■ Data to process
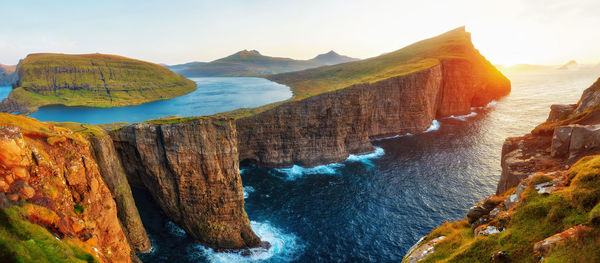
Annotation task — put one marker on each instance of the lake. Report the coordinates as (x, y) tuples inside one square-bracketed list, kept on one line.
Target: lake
[(213, 95), (373, 207)]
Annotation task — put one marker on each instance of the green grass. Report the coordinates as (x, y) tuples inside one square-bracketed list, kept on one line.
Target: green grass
[(534, 219), (455, 44), (23, 241), (94, 80)]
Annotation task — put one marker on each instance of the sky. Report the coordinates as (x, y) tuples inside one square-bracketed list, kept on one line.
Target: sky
[(176, 31)]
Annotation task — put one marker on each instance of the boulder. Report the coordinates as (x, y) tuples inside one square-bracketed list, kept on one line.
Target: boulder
[(560, 111), (573, 139), (561, 141), (420, 251)]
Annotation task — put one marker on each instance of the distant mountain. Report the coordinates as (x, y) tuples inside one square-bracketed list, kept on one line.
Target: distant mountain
[(7, 75), (571, 64), (252, 63), (332, 58)]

■ Requirement
Each line from the one with "Target: sky" to the end of the material should be duplicated exactly, and no other line.

■ Your solution
Target: sky
[(176, 31)]
Annotation task — put one marker on each instance of the boulder. Report the coordinates as (x, y) tuples inside one square-bracketed list, kept on one line.
Target: boulder
[(560, 111), (573, 139), (561, 141), (420, 251)]
Annotation task — put one marker on each instance of the distant mountain. Report the coordinates as (x, y) tuples inside one square-bracketed list, kept on one line.
Target: distant mountain
[(7, 75), (571, 64), (252, 63), (332, 58)]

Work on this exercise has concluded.